# WHAT IS NEEDED:
Please give every line of the material below as a numbered list, leaving out blank lines and the pictures.
== RECORD EXCERPTS
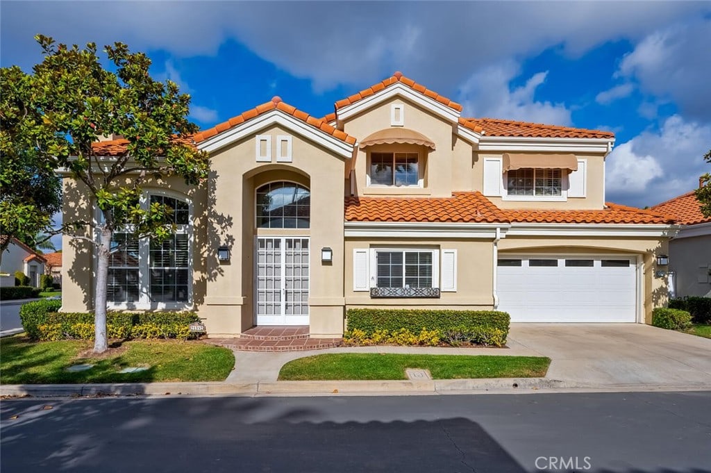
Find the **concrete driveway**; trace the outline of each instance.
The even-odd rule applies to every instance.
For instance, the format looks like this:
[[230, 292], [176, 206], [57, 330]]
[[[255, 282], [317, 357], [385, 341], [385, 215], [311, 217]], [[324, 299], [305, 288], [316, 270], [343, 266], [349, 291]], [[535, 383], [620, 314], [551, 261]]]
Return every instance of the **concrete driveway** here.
====
# OUTPUT FOR THIS TASK:
1. Find the **concrete driveway**; trace the outline of each instance.
2. The even-odd rule applies to every instance.
3. For instance, the format looks like this:
4. [[230, 292], [176, 206], [57, 330]]
5. [[[255, 282], [317, 357], [385, 341], [385, 215], [311, 217]], [[324, 299], [305, 288], [316, 270], [343, 266], [349, 291]], [[535, 383], [620, 314], [551, 261]]]
6. Return every instance of the **concrete driveway** here.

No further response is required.